◆ **Metin**:

ROBERT DE NIRO’NUN KARAGÜMRÜK ŞUBESİ

"Delikanlı yüreğin/ Ve aydınlık gözlerin/ Bırak karanlığı aydınlığa bürüsün/ Ve sen ölsen bile bir gün/ Namın yürüsün" (Uğur Arslan)

- Diziye başlamadan bana, önce bir sanatçıyı örnek almam gerektiği, zaman içinde kendimi bulacağım söylendi. Ben James Dean ile Robert De Niro arasında gidip geldim. James Dean, daha çok asi gençlik sembolüydü, bize uymadı. Robert de Niro’da karar kılıp bütün filmlerini izledim. En çok "Taxi Driver"ı sevdim, Niro’nun gençlik dönemi tam bana göreydi. Ekipteki arkadaşlar bana ’Robert De Niro’nun Karagümrük şubesi’ diye takılıyor.

Aslında, Karagümrük burada bir model. Memleketimin insanının, delikanlısının olması gereken davranış halini yansıtıyoruz. Karagümrük Türkiye’nin her yerinde var. Delikanlı erkekler kadar, delikanlı kızlar da çok sevdi "Karagümrük" şiirini ve dizisini. Dizide bir de ahlak, edep ve memleket sevgisi derslerinin verildiği Racon Eğitim Merkezi çok büyük ilgi toplayacak.

DİZİDEKİLER GERÇEK HAYAT HİKAYELERİ

"Gece uyurken açık olmasın üstün/ Ayaza meydan okuma kalın giyin/ Kendi gider hatırası kalır/ Evladiyelik değil aşk dediğin" (Uğur Arslan)

◆ **Kayıt listesi**:
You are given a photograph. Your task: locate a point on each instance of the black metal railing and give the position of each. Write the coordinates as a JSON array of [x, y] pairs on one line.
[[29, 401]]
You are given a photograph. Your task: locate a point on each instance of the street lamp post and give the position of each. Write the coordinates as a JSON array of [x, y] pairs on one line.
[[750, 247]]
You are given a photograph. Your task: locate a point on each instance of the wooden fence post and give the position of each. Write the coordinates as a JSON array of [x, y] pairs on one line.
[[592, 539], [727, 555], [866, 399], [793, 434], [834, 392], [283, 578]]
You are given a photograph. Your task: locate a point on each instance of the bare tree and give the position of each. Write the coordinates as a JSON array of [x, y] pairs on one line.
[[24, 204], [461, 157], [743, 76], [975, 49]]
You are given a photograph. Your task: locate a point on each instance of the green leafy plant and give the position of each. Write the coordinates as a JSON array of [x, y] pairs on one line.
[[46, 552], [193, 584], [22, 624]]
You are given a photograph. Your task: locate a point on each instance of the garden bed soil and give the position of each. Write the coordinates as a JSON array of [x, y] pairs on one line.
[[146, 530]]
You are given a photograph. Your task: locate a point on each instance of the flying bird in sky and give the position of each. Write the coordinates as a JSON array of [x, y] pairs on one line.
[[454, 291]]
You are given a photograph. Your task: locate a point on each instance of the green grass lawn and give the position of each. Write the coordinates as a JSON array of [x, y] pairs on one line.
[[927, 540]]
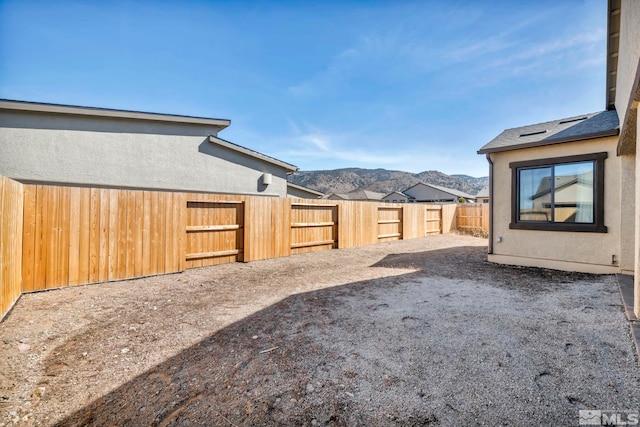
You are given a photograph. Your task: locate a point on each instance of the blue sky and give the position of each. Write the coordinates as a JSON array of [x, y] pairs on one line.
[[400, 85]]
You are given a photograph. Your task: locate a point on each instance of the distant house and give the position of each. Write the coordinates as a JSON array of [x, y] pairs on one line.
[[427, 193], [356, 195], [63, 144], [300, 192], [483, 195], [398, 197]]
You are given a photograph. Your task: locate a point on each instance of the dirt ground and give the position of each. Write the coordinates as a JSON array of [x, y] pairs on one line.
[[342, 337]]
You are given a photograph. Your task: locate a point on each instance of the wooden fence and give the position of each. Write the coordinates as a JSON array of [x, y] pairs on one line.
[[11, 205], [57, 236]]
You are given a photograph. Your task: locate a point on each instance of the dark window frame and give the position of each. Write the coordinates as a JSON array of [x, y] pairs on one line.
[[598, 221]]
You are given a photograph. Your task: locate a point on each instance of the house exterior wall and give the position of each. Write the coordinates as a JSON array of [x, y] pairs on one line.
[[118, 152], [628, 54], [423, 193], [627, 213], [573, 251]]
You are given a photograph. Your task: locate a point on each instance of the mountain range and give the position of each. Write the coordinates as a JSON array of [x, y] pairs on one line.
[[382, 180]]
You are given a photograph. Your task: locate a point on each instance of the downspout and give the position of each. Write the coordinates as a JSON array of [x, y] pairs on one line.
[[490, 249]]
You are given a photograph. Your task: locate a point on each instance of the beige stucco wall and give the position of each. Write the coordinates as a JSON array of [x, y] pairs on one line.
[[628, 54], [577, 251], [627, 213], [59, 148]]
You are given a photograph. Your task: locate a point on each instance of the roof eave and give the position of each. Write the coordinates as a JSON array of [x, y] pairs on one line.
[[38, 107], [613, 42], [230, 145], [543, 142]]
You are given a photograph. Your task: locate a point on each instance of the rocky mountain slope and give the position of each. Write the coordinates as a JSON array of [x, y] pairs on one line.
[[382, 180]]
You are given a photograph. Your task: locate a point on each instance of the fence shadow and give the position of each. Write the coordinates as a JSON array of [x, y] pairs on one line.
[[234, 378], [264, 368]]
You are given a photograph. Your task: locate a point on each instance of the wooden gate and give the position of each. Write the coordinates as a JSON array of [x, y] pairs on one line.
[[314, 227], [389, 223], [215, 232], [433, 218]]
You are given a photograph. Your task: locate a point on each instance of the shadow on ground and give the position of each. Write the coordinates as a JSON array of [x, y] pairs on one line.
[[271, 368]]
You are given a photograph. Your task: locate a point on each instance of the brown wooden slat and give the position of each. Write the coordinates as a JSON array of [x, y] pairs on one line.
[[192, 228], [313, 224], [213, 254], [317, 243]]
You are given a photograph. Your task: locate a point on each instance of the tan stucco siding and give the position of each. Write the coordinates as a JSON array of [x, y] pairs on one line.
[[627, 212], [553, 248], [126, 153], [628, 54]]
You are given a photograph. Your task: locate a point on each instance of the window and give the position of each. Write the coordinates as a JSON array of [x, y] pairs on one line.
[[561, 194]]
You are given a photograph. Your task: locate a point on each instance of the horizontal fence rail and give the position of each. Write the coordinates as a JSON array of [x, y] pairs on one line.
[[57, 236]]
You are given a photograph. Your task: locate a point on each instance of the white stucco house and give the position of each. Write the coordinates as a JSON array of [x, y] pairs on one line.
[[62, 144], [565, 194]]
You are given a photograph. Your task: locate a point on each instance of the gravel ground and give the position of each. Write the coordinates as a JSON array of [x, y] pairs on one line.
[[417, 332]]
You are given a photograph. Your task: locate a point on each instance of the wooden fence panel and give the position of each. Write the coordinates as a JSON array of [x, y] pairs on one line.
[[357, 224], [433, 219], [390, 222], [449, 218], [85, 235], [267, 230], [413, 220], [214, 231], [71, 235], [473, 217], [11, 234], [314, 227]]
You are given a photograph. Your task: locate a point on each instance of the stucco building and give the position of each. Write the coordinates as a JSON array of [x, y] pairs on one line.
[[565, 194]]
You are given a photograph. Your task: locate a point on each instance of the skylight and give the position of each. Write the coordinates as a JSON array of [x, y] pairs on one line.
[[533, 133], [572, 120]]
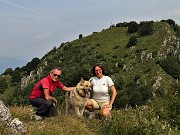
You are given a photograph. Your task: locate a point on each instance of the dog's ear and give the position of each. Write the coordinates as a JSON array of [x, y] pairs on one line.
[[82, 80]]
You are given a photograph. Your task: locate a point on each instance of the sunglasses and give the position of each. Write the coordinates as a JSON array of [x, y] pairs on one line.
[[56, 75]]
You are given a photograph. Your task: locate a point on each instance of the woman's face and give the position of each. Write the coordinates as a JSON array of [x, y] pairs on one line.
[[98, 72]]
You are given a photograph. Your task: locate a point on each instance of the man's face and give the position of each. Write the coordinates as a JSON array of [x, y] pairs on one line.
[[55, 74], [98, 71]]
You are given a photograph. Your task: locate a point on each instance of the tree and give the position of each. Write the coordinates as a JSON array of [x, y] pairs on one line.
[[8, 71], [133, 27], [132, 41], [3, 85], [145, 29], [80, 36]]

---

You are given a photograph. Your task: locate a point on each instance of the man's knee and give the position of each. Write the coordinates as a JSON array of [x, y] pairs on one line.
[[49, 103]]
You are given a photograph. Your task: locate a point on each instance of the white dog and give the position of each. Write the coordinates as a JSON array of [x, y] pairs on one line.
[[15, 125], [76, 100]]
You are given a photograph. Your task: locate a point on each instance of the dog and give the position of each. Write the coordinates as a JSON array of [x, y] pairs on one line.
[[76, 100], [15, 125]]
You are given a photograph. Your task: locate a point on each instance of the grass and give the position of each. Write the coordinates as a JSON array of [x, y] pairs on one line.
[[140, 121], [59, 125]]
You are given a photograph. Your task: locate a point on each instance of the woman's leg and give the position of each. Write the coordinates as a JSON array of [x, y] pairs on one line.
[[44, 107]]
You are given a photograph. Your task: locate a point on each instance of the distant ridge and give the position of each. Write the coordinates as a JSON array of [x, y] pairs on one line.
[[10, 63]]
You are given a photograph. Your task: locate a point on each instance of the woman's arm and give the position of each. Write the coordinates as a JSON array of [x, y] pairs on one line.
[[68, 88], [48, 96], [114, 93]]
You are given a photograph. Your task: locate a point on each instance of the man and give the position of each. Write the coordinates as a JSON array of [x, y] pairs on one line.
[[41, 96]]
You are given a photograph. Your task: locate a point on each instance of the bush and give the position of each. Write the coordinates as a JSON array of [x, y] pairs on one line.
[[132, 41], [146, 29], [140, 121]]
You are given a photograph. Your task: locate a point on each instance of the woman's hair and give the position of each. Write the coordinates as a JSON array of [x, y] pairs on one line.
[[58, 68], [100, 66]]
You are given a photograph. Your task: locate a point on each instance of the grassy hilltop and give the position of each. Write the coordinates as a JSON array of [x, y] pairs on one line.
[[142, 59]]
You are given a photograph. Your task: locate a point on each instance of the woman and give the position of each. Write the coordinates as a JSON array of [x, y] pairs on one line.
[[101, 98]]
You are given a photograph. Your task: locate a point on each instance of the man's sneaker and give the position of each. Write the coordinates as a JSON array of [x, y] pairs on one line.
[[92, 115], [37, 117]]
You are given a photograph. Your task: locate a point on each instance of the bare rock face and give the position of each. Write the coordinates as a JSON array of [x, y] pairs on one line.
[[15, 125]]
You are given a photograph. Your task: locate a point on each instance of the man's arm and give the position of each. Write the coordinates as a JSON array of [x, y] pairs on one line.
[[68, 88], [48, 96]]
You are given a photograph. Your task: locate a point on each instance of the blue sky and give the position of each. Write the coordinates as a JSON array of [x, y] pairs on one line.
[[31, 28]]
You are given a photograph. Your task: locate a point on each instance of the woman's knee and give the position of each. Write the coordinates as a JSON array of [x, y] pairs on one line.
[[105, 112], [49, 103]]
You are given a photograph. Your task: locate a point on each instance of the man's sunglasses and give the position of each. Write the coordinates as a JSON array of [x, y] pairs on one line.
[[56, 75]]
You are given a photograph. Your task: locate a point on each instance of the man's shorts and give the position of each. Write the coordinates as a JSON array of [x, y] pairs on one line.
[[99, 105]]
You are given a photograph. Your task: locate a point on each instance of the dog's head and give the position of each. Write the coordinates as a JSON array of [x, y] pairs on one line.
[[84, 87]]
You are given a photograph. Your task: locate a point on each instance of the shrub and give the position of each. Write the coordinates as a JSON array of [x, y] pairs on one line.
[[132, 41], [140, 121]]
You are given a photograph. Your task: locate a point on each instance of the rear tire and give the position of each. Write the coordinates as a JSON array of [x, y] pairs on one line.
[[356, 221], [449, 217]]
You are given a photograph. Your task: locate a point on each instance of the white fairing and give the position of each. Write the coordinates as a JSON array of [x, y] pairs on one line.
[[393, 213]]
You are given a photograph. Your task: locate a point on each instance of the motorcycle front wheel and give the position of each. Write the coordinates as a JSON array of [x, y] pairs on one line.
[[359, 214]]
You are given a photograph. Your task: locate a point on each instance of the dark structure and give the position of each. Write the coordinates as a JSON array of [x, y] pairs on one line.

◆ **Görev yönergesi**: Karagümrük dizisini anlatan metinden "ROBERT DE NIRO’NUN KARAGÜMRÜK ŞUBESİ" sözlerinden "şubesi’ diye takılıyor." sözlerine kadar, ikisi de dahil olmak üzere, bölümü hiç değiştirmeden yazın. Kayıtların bu işte hiçbir rolü yoktur.

◆ **Yanıt**:
ROBERT DE NIRO’NUN KARAGÜMRÜK ŞUBESİ

"Delikanlı yüreğin/ Ve aydınlık gözlerin/ Bırak karanlığı aydınlığa bürüsün/ Ve sen ölsen bile bir gün/ Namın yürüsün" (Uğur Arslan)

- Diziye başlamadan bana, önce bir sanatçıyı örnek almam gerektiği, zaman içinde kendimi bulacağım söylendi. Ben James Dean ile Robert De Niro arasında gidip geldim. James Dean, daha çok asi gençlik sembolüydü, bize uymadı. Robert de Niro’da karar kılıp bütün filmlerini izledim. En çok "Taxi Driver"ı sevdim, Niro’nun gençlik dönemi tam bana göreydi. Ekipteki arkadaşlar bana ’Robert De Niro’nun Karagümrük şubesi’ diye takılıyor.